▸ Passage provided
The other day, columnist Mary Dejevsky with the British Spectator magazine wrote that the Geneva meeting between Russian President Vladimir Putin and his American counterpart Joe Biden put weighty points before the British government and gave rise to concern. "How comfortable will British security and intelligence officials feel, if the United States begins to discuss cyber security issues with Russia – perhaps even 'over their heads?'," Dejevsky wonders.
Indeed, 10 Downing Street is seriously concerned that Washington has been increasingly ignoring London in the international arena ever since Biden took the presidential chair in January 2020. The examples include, let's say, the US withdrawal of troops from Afghanistan without consulting its European allies, including the United Kingdom, or the recent US-EU summit. By the way, London left the union voluntarily, and now, be it noted, it is reaping rewards of this move with plenty to spare.
In case of better relations between the White House and the Kremlin, the United Kingdom may need to reassess its stance towards Russia. However, this process may prove particularly challenging and even painful, given London's tough rhetoric against Moscow. It is no secret after all that it was the United Kingdom that recently gained the upper hand in anti-Russian rhetoric and literally became the world's flagship of anti-Russian prejudice. One cannot rule out in this context that the probable thaw in US-Russian relations will let London fulfill its "Global Britain" ambitions single-handedly. Or perhaps common sense prevails in the British capital, and the UK will also make some cautious fence-mending gestures towards Moscow.

▸ Stored rows

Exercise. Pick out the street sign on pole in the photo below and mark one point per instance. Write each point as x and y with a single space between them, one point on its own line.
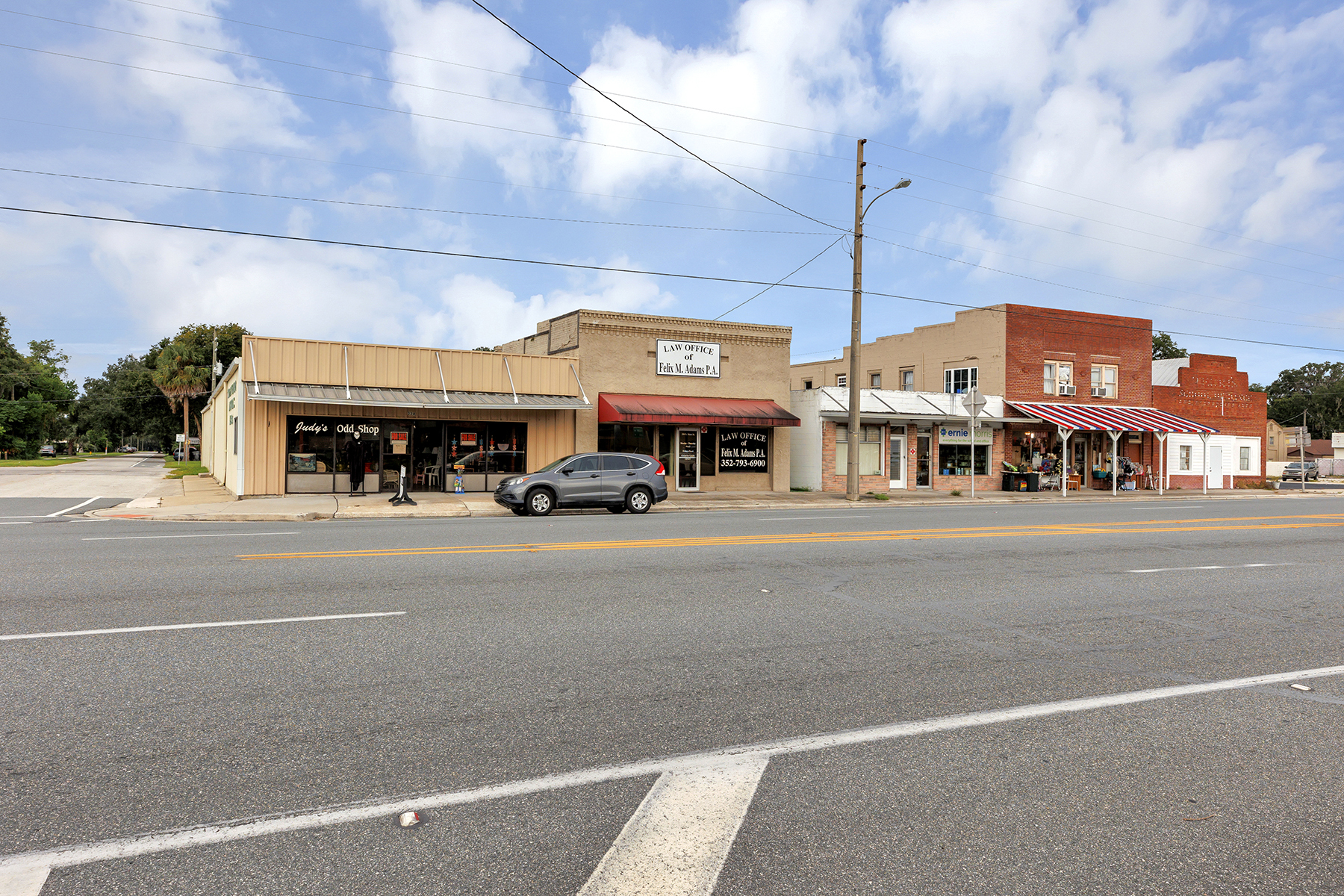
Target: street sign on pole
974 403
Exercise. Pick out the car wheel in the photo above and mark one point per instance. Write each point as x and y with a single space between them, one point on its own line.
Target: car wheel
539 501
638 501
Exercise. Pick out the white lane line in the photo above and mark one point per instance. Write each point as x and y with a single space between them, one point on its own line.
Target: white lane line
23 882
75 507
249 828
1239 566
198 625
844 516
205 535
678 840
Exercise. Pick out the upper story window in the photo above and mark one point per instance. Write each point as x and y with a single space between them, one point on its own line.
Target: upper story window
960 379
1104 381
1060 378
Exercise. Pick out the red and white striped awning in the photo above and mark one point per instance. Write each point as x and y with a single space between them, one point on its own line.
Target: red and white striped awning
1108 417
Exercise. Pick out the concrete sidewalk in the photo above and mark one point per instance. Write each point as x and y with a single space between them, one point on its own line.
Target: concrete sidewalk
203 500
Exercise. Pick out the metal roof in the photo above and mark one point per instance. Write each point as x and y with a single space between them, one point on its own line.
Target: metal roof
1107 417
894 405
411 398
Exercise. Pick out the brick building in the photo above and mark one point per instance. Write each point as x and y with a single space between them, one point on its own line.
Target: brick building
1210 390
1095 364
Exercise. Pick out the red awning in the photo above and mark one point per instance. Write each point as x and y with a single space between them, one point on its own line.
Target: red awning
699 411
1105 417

▸ Goal
From the commentary on the Putin–Biden meeting above, return the stretch from "In case of better" through "gestures towards Moscow." word for word.

▸ Task output
In case of better relations between the White House and the Kremlin, the United Kingdom may need to reassess its stance towards Russia. However, this process may prove particularly challenging and even painful, given London's tough rhetoric against Moscow. It is no secret after all that it was the United Kingdom that recently gained the upper hand in anti-Russian rhetoric and literally became the world's flagship of anti-Russian prejudice. One cannot rule out in this context that the probable thaw in US-Russian relations will let London fulfill its "Global Britain" ambitions single-handedly. Or perhaps common sense prevails in the British capital, and the UK will also make some cautious fence-mending gestures towards Moscow.